*WHAT THIS TASK INVOLVES*
What is needed is a verbatim copy of every record below, with the pictures left out.

(Beginning of RECORDS)

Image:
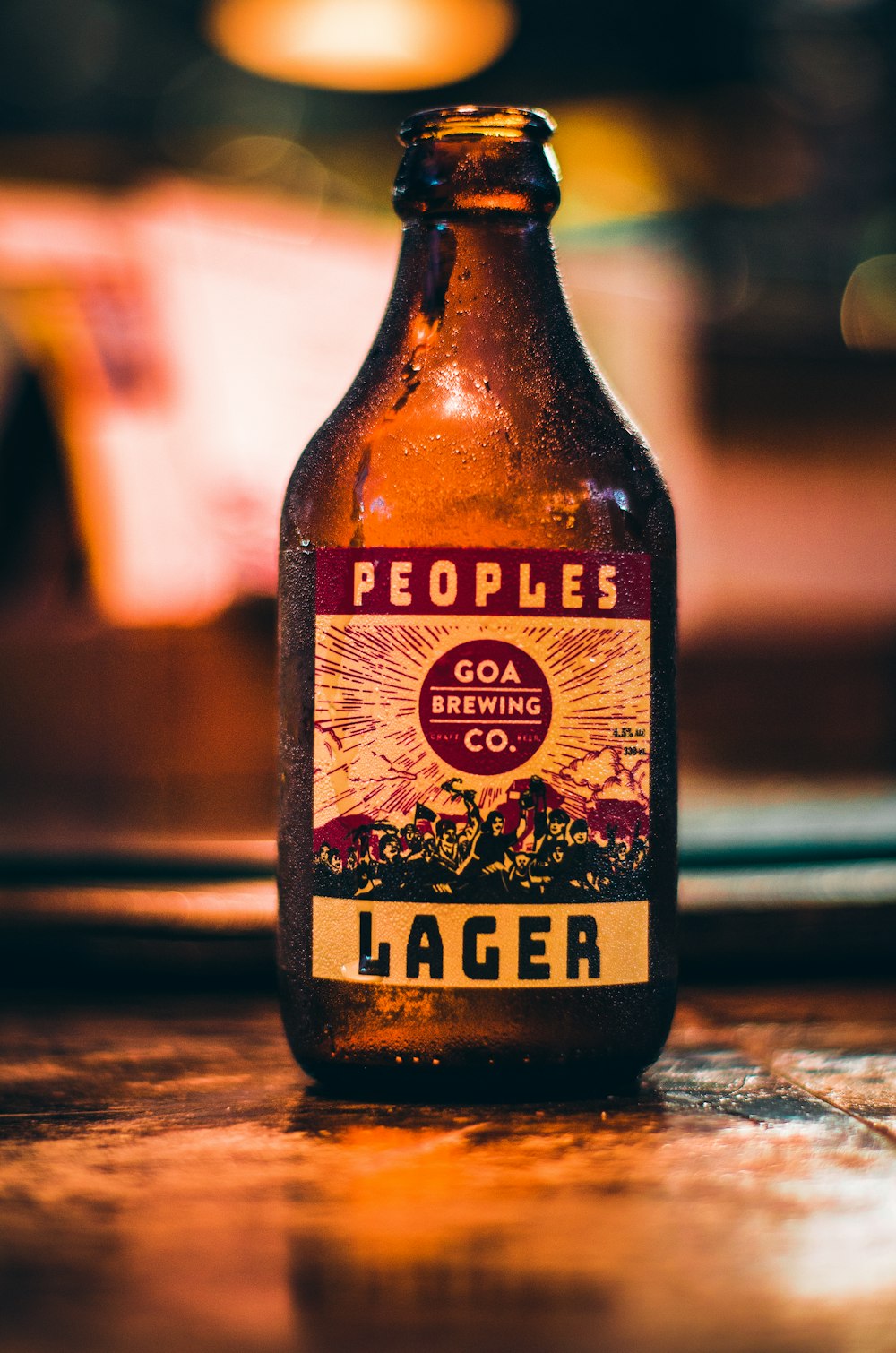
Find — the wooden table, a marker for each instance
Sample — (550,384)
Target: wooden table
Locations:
(171,1181)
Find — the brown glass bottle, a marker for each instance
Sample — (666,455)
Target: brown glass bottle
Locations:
(477,444)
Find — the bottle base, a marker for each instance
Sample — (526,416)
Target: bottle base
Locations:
(478,1085)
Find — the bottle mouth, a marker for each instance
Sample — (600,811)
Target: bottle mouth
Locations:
(474,121)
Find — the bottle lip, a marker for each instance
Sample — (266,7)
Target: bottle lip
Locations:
(471,121)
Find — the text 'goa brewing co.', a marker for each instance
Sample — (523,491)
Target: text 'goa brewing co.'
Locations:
(477,637)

(End of RECORDS)

*OUTPUT*
Image:
Find — the wooden table, a marker for each instance
Sample — (550,384)
Target: wooden table
Locations:
(171,1181)
Find — the brown glass bottle, a marker for each instance
Sample — (666,455)
Target: brown glass bottle
Locations:
(477,444)
Find — the bottle base, a marker for each instance
Sample — (526,416)
Target: bottle base
Locations:
(478,1085)
Find — the bottle mouth, a marker for each instance
Sample — (600,811)
Target: bottle mouth
Locations:
(474,121)
Find — the bottle lip, a marker for each instance
Sample — (266,7)
Target: bottle lip
Locations:
(471,121)
Find — the text 'goa brewing co.', a marker for each instance
Sample — (523,491)
Target: text 'goa brewing co.'
Locations:
(477,637)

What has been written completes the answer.